Excerpt to read:
====================
Royal Ottawa Mental Health Centre

Royal Ottawa Mental Health Centre
Royal Ottawa Health Care Group
Location in Ontario
Geography
Location Ottawa, Ontario, Canada
Organization
Care system Public Medicare (Canada) (OHIP)
Hospital type Teaching
Affiliated university University of Ottawa
Services
Beds 207
Speciality Psychiatric facility
History
Founded 1961
Links
Website www.theroyal.ca
Lists Hospitals in Canada

The Royal Ottawa Mental Health Centre, also known as "ROMHC" or "The Royal" (formerly known as Royal Ottawa Hospital) is a 284-bed, 400,000 square-foot mental health facility located in Ottawa, Ontario, Canada. It is a major branch of the Royal Ottawa Health Care Group (ROHCG), which also encompasses the Brockville Mental Health Centre, the University of Ottawa Institute of Mental Health Research and the Royal Ottawa Foundation for Mental Health.

History

The hospital was established as the Lady Grey Hospital in February 1910 and renamed the Royal Ottawa Hospital in 1969.[1] Andrew Leyshon-Hughes, a killer who stabbed Canadian heiress Nancy Eaton twenty-one times, was confined to the hospital in the 1980s.[2] A new facility for the ROMHC, designed by the Parkin Group and built by a joint venture of Carillion and EllisDon, was completed in 2006.[3]

Pedophilia controversy

Psychiatrist Paul Fedoroff and the ROMHC have come under criticism for claims they could cure pedophilia, despite the medical consensus of the opposite. In 2014, Fedoroff claimed his program can treat pedophilia and other disorders "so successfully that people who were aroused by children, exhibitionism or rape can eventually lead healthy, consensual sex lives."[4] This contrasted with other experts who said, "There is absolutely, positively no evidence that we can cure 'a paraphilic disorder'".[4]

Fedoroff based his claim on his study of 43 men showed pedophilia on a phallometric test (where the men's erection responses were measured). When these men were tested again, 21 of them showed less response to children and more response to adults.[5][6] The study was strongly criticized, with experts noting that Fedoroff's measurement technique was unreliable and could be manipulated by the test-takers trying to look normal, and that the finding was actually a statistical illusion caused by a phenomenon called regression to the mean.[7][8][9] According to sex researcher J. Michael Bailey, "I think his data were not appreciably different than random coin tossing...Extraordinary claims require extraordinary evidence, and yet Paul's paper is extraordinarily weak."[6]

In 2016, Andreas Mokros and Elmar Habermeyer, sex researchers at the University Hospital of Zurich used Fedoroff's original data and applied statistical modelling of Fedoroff's method to test its validity. Their results verified the previous criticisms, showing directly that Fedoroff's method was invalid and that his reported finding was actually a statistical artefact, indistinguishable from random variation.[10] Fedoroff dismissed the analyses and criticisms, however, saying they "are concerns to be raised about any un-replicated study" and asking "Why all the fuss about this one, especially since the news appears to be good?"[11]

In 2017, Fedoroff and the ROMHC continued their claims of success (called a "boast" by the National Post).[6] According to Fedoroff, "We have evidence all day from people who say they’ve gotten better.....People always come back saying ‘This is much better, I enjoy this so much more than what I used to go through". According to Professor Martin Lalumiere of the University of Ottawa, standard treatment focuses on strategies to avoid trouble (such as avoiding situations where the person is alone with children) and medications that reduce sex drive. In the method Fedoroff describes, pedophiles are taught to find sexual stimulation from people their own age, in repeated sessions using adult pornography as practice. According to James Cantor, a sex researcher known for his MRI studies of pedophilia, what ROHMC clinic is doing is equivalent to the failed “conversion therapy” of homosexuality.
====================
Provided material:
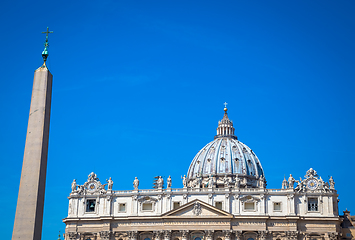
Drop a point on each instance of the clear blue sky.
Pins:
(139, 87)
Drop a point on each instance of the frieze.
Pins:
(174, 223)
(248, 223)
(72, 235)
(280, 224)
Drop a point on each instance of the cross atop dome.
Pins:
(225, 126)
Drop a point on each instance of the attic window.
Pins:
(147, 206)
(249, 206)
(176, 205)
(90, 205)
(218, 205)
(312, 204)
(122, 207)
(277, 207)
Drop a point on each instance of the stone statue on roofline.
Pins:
(73, 186)
(168, 182)
(136, 183)
(291, 181)
(184, 181)
(284, 183)
(109, 184)
(331, 183)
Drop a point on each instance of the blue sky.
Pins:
(139, 87)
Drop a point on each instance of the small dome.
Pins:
(226, 157)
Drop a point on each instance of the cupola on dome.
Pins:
(226, 161)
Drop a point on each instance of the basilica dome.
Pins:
(226, 159)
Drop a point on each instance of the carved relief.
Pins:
(262, 235)
(157, 235)
(105, 235)
(292, 235)
(209, 234)
(132, 234)
(184, 234)
(333, 235)
(72, 235)
(167, 234)
(238, 235)
(197, 209)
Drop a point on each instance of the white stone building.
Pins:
(224, 198)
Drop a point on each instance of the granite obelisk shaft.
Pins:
(30, 202)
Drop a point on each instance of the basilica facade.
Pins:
(224, 197)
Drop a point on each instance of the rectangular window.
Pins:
(312, 204)
(249, 206)
(218, 205)
(277, 207)
(147, 206)
(122, 207)
(90, 205)
(176, 205)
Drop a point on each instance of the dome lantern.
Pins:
(225, 126)
(225, 162)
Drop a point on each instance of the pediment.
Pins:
(197, 209)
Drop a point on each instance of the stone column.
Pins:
(157, 235)
(291, 202)
(227, 202)
(262, 204)
(237, 204)
(30, 202)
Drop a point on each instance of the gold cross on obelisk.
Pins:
(45, 51)
(46, 32)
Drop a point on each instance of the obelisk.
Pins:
(30, 202)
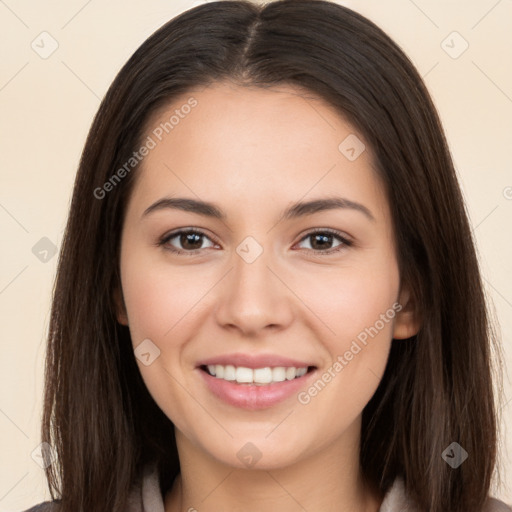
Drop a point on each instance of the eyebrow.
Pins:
(298, 209)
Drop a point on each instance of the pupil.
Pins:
(322, 245)
(189, 237)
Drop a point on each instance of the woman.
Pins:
(256, 372)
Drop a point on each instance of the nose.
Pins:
(254, 297)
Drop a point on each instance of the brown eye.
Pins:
(190, 241)
(321, 241)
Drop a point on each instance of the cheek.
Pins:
(157, 297)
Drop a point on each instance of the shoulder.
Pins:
(45, 506)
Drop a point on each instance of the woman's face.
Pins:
(252, 295)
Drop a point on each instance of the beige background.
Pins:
(46, 108)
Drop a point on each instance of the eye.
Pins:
(189, 239)
(322, 238)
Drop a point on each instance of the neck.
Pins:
(329, 480)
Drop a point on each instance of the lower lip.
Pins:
(251, 396)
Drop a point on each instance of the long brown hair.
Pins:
(438, 386)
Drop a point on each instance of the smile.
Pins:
(258, 376)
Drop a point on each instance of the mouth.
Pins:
(263, 376)
(260, 384)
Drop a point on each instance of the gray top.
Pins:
(148, 498)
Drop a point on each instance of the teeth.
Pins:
(258, 376)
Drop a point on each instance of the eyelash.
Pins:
(166, 238)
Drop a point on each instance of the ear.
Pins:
(407, 321)
(121, 315)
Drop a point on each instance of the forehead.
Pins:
(249, 143)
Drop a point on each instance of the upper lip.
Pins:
(255, 361)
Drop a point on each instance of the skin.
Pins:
(253, 152)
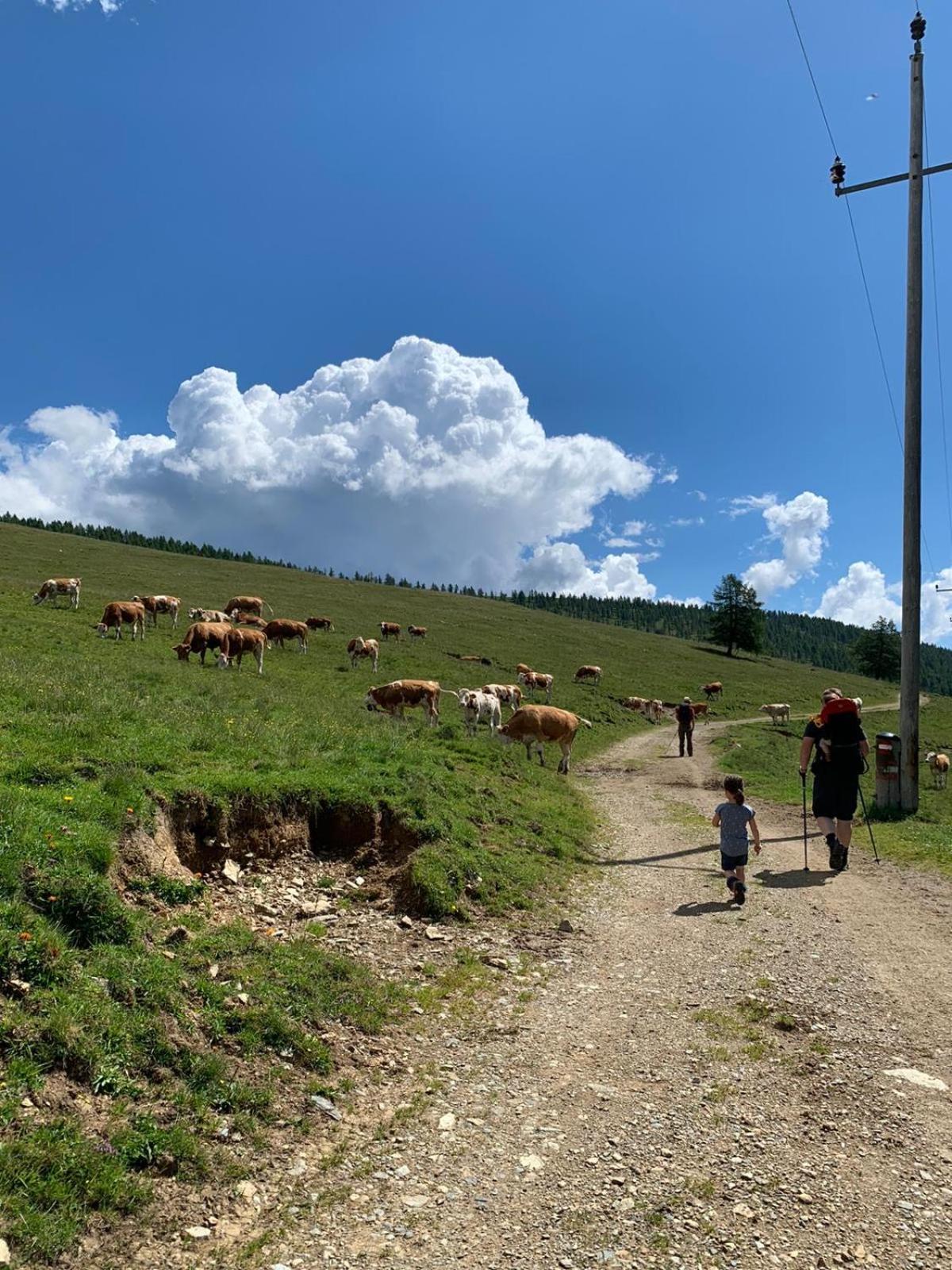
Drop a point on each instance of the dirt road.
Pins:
(691, 1085)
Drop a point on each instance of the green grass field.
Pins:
(767, 757)
(95, 734)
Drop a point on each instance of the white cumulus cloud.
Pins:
(799, 526)
(564, 567)
(424, 461)
(862, 595)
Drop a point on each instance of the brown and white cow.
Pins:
(478, 706)
(155, 605)
(537, 725)
(200, 638)
(279, 629)
(55, 587)
(536, 683)
(121, 613)
(588, 672)
(248, 605)
(359, 647)
(236, 643)
(508, 694)
(401, 695)
(209, 615)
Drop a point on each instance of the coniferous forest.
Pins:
(793, 637)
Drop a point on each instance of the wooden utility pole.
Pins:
(913, 440)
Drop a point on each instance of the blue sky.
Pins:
(625, 205)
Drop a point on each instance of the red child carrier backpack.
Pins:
(839, 721)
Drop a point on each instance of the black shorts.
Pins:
(730, 863)
(835, 800)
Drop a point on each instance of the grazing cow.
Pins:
(535, 725)
(401, 695)
(239, 641)
(508, 694)
(359, 647)
(155, 605)
(588, 672)
(201, 637)
(279, 629)
(535, 683)
(120, 613)
(478, 706)
(209, 615)
(248, 605)
(777, 713)
(939, 768)
(55, 587)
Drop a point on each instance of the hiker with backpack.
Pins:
(838, 764)
(685, 715)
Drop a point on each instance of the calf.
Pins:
(535, 683)
(55, 587)
(777, 713)
(939, 768)
(508, 694)
(248, 605)
(236, 643)
(536, 725)
(209, 615)
(279, 629)
(400, 695)
(588, 672)
(155, 605)
(200, 638)
(122, 613)
(359, 648)
(478, 706)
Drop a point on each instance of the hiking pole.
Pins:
(869, 823)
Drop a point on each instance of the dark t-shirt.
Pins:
(814, 730)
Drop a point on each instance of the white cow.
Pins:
(777, 713)
(478, 706)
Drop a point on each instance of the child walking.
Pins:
(733, 819)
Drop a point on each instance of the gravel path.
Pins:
(691, 1085)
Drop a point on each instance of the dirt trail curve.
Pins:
(691, 1085)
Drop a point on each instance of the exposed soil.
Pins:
(689, 1085)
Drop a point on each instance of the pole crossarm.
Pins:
(890, 181)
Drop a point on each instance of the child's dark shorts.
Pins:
(730, 863)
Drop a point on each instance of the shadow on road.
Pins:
(698, 908)
(795, 879)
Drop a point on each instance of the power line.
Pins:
(939, 336)
(862, 267)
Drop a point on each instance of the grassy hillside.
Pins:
(98, 740)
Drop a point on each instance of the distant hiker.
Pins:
(839, 761)
(685, 727)
(734, 818)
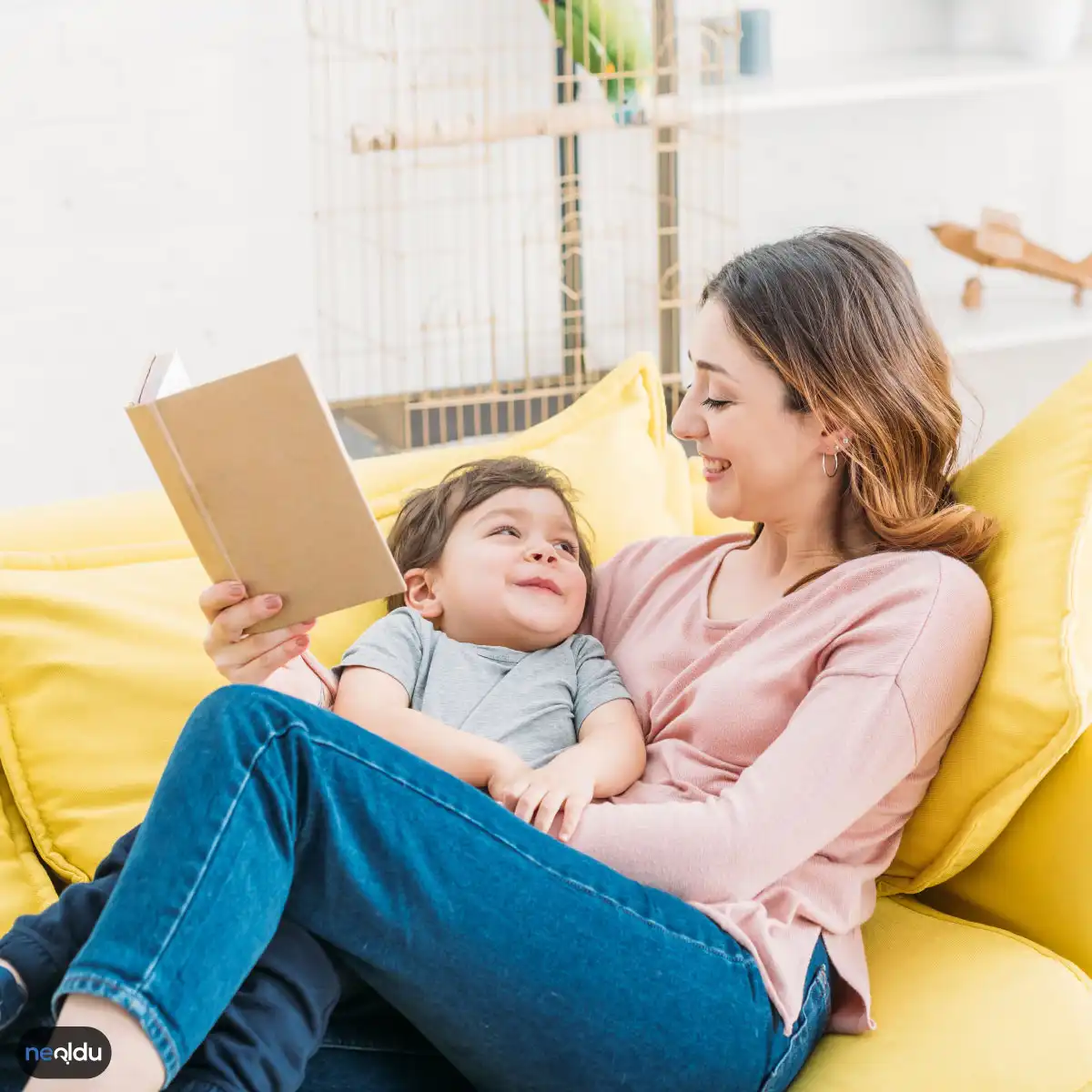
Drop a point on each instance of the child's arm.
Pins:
(379, 703)
(611, 748)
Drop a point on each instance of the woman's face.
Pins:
(763, 462)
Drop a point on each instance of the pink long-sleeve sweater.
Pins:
(785, 752)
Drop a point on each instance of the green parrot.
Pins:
(607, 36)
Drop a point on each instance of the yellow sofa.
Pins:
(101, 661)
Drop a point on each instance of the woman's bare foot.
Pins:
(135, 1065)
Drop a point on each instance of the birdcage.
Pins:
(511, 197)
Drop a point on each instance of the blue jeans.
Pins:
(261, 1043)
(519, 962)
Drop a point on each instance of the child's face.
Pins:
(509, 574)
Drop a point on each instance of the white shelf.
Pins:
(1010, 320)
(834, 82)
(844, 81)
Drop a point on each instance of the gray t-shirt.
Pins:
(533, 703)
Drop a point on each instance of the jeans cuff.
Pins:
(12, 998)
(91, 983)
(34, 961)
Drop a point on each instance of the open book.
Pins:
(263, 487)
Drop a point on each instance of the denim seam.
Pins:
(771, 1081)
(177, 923)
(36, 942)
(137, 1000)
(105, 986)
(743, 958)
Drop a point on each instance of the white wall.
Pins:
(154, 194)
(175, 175)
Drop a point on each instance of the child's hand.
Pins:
(538, 796)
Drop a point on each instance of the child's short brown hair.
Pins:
(424, 524)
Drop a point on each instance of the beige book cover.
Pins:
(265, 490)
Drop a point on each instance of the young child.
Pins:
(481, 672)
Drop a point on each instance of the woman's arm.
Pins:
(858, 735)
(278, 660)
(380, 703)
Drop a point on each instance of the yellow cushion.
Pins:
(101, 655)
(960, 1008)
(1036, 693)
(25, 885)
(1036, 878)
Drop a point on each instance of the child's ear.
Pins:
(420, 594)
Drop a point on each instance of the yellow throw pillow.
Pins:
(101, 655)
(25, 885)
(1036, 696)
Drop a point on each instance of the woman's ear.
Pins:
(420, 595)
(834, 438)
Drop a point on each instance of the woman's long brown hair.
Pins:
(836, 315)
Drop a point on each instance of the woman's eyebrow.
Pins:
(707, 366)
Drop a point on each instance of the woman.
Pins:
(797, 688)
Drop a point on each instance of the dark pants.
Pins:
(263, 1040)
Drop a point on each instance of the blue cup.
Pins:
(754, 42)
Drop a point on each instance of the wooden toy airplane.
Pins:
(998, 241)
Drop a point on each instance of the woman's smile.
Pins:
(713, 470)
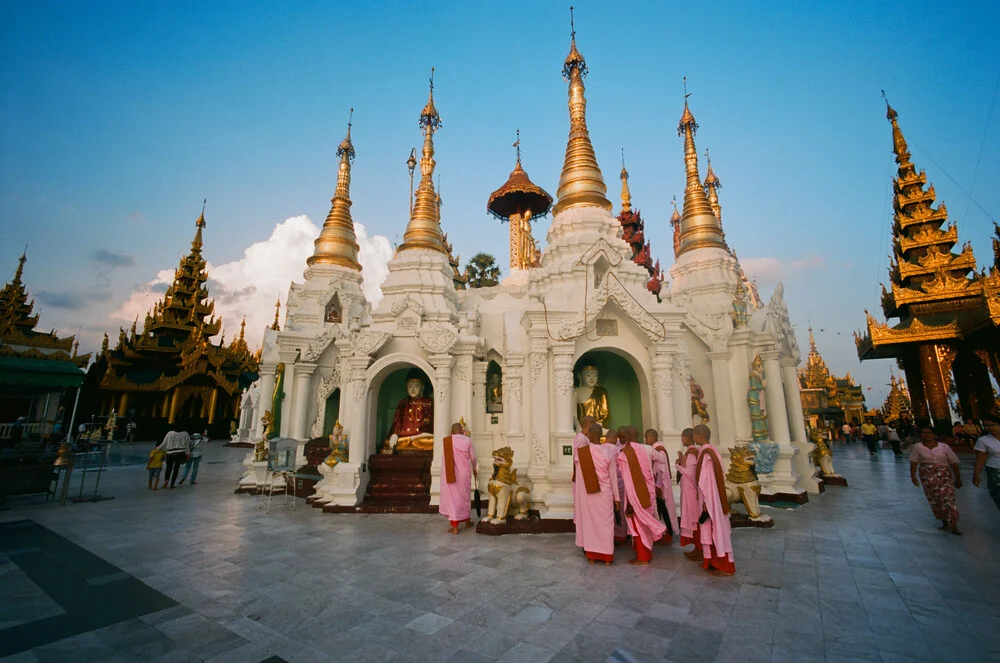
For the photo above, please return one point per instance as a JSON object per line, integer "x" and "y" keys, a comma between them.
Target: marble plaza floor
{"x": 201, "y": 574}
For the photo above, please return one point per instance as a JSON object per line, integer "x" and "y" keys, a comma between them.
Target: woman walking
{"x": 988, "y": 457}
{"x": 936, "y": 463}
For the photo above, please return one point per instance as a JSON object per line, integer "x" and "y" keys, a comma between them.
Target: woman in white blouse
====================
What you should do:
Pick up the article on the Royal Ottawa Mental Health Centre after its last sentence and carry it forward. The entries come from a different source than the text.

Result of this task:
Fedoroff's response to the National Post was that there is no evidence that pedophilia cannot altered and that he and his team are "working on" studies to prove their claims.[6]

References

  1. "Our History". Royal Ottawa Mental Health Centre. Retrieved 2018-01-20.
  2. "Freedom weighed for killer of heiress". CBC. Canada. 13 February 2001. Retrieved 2014-11-02.
  3. "Transaction Marks Second Health Care Public-Private Partnership in Ontario, Canada". Businesswire. 2005-01-25. Retrieved 2018-01-20.
  4. 1 2 Mehler Paperny, Anna (November 7, 2014). "'I thought I'd be that way forever': How do you treat a violent sex disorder?". Global News. Canada. Retrieved August 23, 2017.
  5. "Changes in Sexual Arousal as Measured by Penile Plethysmography in Men with Pedophilic Sexual Interest". doi:10.1111/jsm.12488.
  6. 1 2 3 4 Blackwell, Tom (August 16, 2017). "Man says he was cured of pedophilia at Ottawa clinic: 'It's like a weight that's been lifted' But skeptics worry about the impact of sending pedophiles into the world convinced their curse has been vanquished". National Post. Canada. Retrieved August 23, 2017.
  7. "A Failure to Demonstrate Changes in Sexual Interest in Pedophilic Men: Comment on Müller et al. (2014)". doi:10.1007/s10508-014-0338-7.
  8. "Purported Changes in Pedophilia as Statistical Artefacts: Comment on Müller et al. (2014)". doi:10.1007/s10508-014-0343-x.
  9. "The Lability of Pedophilic Interests as Measured by Phallometry". doi:10.1007/s10508-014-0340-0.
  10. "Regression to the Mean Mimicking Changes in Sexual Arousal to Child Stimuli in Pedophiles". doi:10.1007/s10508-015-0652-8.
  11. Fedoroff, J. Paul. (2016, July 29). Pedophilia: Interventions that work. Psychiatric Times.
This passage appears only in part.